== THE REQUEST ==
How many lines of the data below contain the word "frame", with case counting? Reply with the number alone.

[Dataset excerpts on pointing to objects]

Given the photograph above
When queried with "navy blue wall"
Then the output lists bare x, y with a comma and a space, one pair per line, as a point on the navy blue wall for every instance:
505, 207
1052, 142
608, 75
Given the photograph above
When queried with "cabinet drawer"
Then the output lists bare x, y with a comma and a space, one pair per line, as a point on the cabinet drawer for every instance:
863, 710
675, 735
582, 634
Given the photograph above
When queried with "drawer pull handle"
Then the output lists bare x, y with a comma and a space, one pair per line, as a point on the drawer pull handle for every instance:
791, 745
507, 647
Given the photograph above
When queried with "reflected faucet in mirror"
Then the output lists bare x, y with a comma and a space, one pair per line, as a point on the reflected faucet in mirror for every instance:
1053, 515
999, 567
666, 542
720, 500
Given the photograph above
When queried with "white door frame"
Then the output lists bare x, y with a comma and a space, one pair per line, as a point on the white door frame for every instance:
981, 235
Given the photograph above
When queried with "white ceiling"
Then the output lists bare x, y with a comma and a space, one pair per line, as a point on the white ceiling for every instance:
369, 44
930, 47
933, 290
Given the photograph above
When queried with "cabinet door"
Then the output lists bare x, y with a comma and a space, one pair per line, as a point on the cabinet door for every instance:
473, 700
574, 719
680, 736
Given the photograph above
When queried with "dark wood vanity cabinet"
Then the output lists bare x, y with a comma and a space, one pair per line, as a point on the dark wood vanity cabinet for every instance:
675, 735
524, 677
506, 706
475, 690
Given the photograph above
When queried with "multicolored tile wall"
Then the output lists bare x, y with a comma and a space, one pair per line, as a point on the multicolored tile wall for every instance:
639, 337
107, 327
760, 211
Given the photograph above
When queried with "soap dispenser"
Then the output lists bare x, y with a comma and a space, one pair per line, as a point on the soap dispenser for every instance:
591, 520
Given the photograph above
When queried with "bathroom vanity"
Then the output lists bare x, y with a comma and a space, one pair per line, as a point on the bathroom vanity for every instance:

== SOLUTION FOR THIS EXERCISE ==
2